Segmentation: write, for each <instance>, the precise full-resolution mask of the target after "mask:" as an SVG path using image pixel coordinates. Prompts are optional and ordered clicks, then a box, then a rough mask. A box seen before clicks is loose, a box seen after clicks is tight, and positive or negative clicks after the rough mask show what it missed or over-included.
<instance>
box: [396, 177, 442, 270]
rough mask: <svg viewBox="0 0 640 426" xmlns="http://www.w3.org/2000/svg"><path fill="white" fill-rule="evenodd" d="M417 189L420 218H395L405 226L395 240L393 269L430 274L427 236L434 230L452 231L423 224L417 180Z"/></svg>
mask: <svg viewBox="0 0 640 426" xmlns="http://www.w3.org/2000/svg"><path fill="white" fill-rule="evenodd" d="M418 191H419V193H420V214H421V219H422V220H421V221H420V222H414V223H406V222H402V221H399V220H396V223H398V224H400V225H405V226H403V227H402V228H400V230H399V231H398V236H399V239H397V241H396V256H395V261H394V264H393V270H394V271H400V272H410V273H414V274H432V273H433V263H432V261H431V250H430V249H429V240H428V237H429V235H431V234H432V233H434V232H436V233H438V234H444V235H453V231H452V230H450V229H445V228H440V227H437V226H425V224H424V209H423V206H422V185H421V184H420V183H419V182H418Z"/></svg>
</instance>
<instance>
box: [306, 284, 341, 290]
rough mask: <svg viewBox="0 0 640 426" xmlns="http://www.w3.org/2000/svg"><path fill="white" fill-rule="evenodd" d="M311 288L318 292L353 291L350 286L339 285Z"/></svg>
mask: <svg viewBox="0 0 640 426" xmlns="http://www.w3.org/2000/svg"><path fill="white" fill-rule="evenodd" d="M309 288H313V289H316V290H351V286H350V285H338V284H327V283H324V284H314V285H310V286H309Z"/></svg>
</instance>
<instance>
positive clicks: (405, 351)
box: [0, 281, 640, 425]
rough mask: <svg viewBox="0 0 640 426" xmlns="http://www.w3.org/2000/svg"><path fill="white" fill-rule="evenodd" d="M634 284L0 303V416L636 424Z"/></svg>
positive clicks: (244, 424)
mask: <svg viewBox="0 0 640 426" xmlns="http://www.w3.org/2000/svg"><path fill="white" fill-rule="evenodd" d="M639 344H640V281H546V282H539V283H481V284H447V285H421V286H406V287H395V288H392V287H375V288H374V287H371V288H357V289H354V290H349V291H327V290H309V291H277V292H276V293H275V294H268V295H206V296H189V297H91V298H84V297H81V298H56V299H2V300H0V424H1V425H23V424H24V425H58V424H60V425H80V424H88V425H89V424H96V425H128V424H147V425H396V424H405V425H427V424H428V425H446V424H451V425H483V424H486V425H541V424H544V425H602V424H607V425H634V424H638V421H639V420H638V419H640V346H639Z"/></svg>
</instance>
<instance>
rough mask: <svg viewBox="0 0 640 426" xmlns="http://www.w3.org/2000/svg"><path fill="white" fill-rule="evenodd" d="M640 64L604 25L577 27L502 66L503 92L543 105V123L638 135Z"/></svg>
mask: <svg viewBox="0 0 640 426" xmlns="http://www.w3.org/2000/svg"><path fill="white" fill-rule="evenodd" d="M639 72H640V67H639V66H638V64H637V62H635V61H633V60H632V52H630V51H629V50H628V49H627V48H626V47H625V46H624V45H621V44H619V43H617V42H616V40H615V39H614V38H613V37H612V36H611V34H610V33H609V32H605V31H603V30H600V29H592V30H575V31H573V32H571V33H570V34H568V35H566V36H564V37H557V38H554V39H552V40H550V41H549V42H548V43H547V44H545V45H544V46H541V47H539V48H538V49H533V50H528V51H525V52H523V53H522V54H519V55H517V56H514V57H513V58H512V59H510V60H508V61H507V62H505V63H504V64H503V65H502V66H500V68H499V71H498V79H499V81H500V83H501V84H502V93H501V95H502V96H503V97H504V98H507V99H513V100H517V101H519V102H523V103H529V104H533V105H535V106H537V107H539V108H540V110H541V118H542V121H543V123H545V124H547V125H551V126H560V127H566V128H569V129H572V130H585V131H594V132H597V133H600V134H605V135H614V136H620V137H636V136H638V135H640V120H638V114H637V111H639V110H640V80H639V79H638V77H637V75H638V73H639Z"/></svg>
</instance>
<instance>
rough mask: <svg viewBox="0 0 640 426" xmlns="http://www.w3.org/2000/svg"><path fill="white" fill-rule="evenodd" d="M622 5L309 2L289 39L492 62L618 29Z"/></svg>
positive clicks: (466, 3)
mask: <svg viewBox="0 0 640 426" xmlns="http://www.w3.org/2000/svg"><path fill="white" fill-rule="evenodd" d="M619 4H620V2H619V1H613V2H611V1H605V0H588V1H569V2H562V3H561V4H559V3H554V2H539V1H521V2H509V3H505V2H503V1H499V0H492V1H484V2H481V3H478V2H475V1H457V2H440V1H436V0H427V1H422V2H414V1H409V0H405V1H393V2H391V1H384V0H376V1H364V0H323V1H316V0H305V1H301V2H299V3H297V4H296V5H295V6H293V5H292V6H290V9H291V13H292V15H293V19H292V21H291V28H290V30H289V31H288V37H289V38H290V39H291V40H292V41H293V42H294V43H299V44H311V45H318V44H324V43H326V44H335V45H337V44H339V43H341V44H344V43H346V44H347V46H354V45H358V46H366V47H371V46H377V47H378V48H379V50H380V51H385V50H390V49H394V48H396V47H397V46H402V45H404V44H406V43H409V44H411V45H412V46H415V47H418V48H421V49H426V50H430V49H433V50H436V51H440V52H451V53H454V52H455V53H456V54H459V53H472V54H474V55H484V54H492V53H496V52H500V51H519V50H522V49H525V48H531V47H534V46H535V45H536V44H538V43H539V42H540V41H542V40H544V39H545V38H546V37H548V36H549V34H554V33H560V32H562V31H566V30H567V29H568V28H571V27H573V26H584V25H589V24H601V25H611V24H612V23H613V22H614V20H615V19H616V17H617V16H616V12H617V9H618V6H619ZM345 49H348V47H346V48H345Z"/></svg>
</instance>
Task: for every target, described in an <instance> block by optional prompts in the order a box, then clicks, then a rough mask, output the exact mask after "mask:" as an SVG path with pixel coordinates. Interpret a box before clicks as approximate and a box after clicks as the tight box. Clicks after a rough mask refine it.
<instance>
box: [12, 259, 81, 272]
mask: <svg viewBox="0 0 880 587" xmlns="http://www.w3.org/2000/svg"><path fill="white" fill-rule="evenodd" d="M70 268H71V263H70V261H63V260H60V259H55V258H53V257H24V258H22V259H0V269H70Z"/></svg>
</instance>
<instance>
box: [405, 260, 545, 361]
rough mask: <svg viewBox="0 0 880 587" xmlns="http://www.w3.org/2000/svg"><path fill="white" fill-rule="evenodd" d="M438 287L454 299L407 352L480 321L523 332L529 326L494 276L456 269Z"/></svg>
——
Task requirements — Where does "before" appear in the records above? Copy each line that holds it.

Exercise result —
Segmentation: write, for each <instance>, the precise full-resolution mask of the target after "mask:" as an SVG path using image pixel coordinates. Prompts are optional and ordered clicks, then a box, then a rough mask. A box seen before clicks is loose, a box seen after clicks is tight, and positive or negative clicks after the rough mask show what it missed or over-included.
Task: for every target, described in an <instance> block by optional prompts in the order a box, then clicks, then a rough mask, output the exact mask after "mask:" as an SVG path with pixel coordinates. Interpret a box before clicks as approximate and a box after clicks as the tight box. Clicks after a rough mask refine it.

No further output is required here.